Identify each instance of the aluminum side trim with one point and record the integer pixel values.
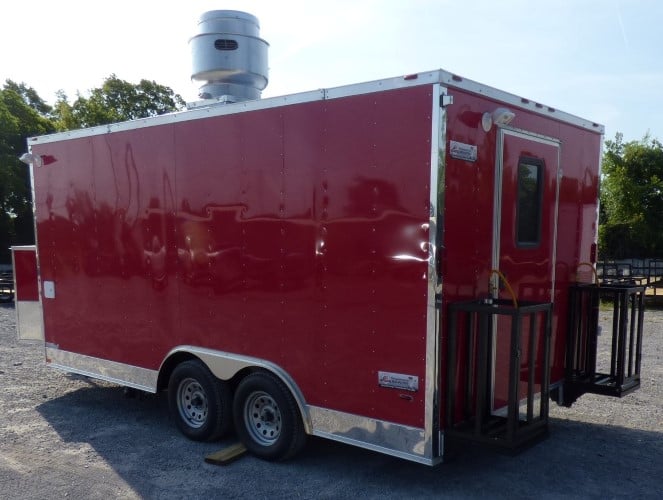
(103, 369)
(378, 435)
(202, 109)
(432, 396)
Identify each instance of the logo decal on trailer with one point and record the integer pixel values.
(462, 151)
(398, 381)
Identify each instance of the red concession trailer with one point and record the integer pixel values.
(391, 264)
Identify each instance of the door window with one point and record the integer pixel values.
(528, 209)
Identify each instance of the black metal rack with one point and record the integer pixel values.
(581, 374)
(472, 336)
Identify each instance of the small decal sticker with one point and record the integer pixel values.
(49, 289)
(462, 151)
(398, 381)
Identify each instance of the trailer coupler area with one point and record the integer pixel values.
(470, 413)
(622, 376)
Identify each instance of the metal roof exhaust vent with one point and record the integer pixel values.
(228, 56)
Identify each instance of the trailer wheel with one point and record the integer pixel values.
(199, 403)
(267, 419)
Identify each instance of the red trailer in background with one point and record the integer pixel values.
(392, 264)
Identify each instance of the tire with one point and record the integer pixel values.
(267, 419)
(199, 403)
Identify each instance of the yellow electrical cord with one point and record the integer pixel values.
(506, 283)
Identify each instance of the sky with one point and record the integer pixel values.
(598, 59)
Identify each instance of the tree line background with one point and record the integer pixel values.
(23, 114)
(631, 194)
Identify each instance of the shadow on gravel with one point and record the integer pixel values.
(137, 440)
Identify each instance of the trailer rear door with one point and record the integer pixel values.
(525, 234)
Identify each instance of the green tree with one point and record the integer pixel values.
(115, 101)
(23, 113)
(21, 116)
(631, 221)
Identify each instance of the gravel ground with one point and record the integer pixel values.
(67, 436)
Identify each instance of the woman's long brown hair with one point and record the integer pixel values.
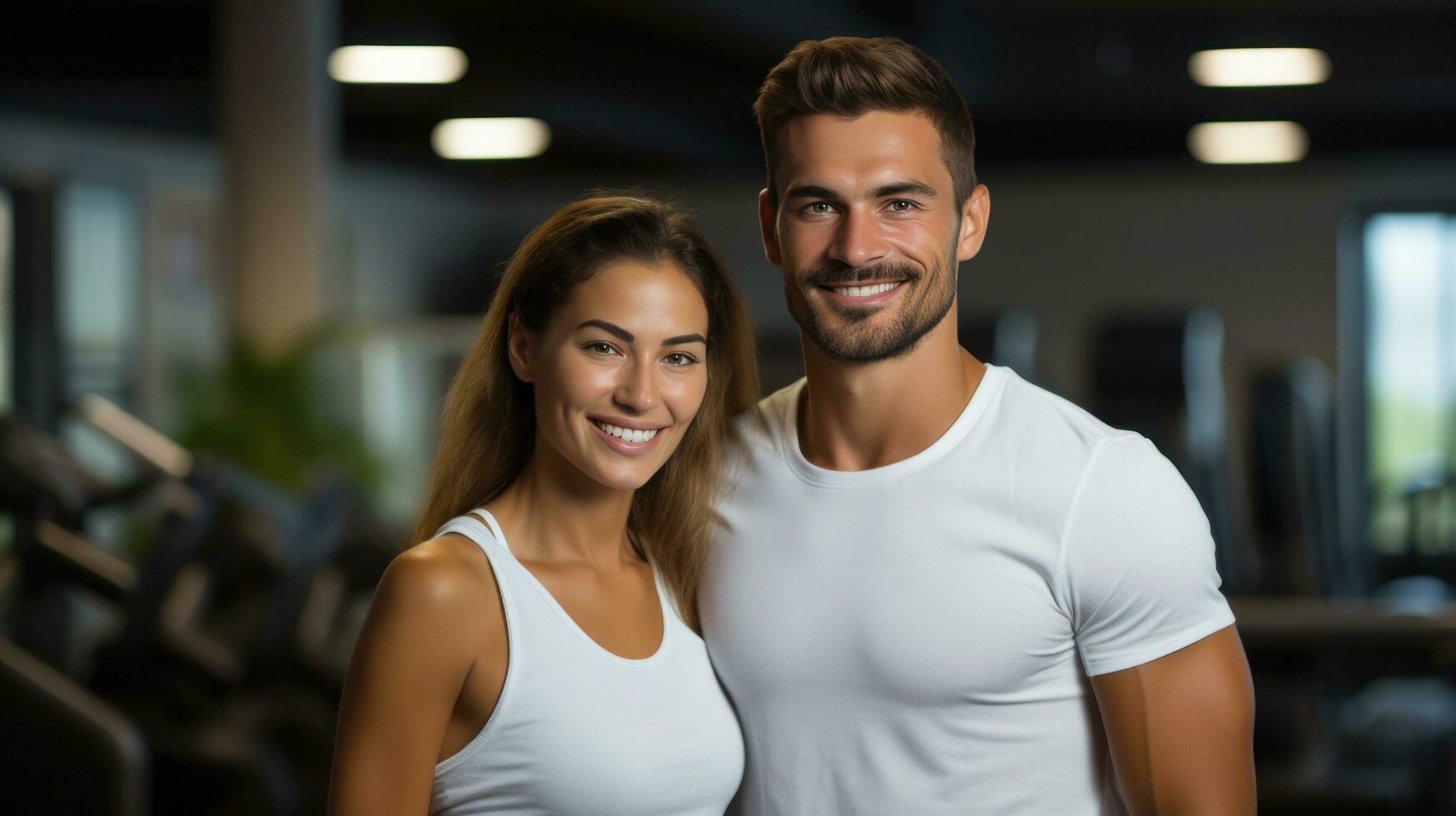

- [Work to complete]:
Please give back every line above exactly as it stands, without pictures.

- [Result of the exercise]:
Identify each instance of the aluminum side trim with one point and record the integer pixel values.
(103, 369)
(378, 435)
(202, 109)
(432, 396)
Identify each instance of the logo decal on trailer with one point and record the integer pixel values.
(462, 151)
(398, 381)
Identify each instance of the red concession trailer with one point and record the integer pixel values.
(391, 264)
Identify each instance of the door window with one point and record the integer pixel values.
(528, 209)
Identify each instance of the black metal rack with one point and record the integer pixel values.
(581, 374)
(472, 336)
Identify each instance of the small decal sticker with one point and record the integer pixel values.
(49, 289)
(462, 151)
(398, 381)
Identify each instance of the trailer coupler area with one point and record the integer pixel values.
(470, 413)
(622, 376)
Identify each instance of the metal roof exhaust vent with one point and record the integer pixel values.
(228, 56)
Identify each instance of the trailer wheel with one point and record the integer pixel values.
(199, 403)
(267, 419)
Identify each instance of the red trailer in background with one point and record the integer pixel values.
(392, 264)
Identify each instance of the tire with one point and record the integer pixel values.
(267, 419)
(199, 403)
Identify each instance of the yellow electrical cord with one point and record the integer pixel values.
(506, 283)
Identify each instance of the sky with one point and record the integer pixel values.
(598, 59)
Identify each instance of the tree line background with one point and record the integer pixel values.
(23, 114)
(631, 194)
Identify each instance of the shadow on gravel with one point and record the integer pixel values.
(137, 440)
Identify each instance of the trailer rear door with one point and record the integer pixel values.
(525, 234)
Identify each instance of the green tree with one point and record the integer pixel values.
(115, 101)
(23, 113)
(21, 116)
(631, 221)
Identify each instance of the gravel ground with one point and record the integer pixel values.
(67, 436)
Identify each instance of the woman's long brown hair with one point and record the integer pixel values.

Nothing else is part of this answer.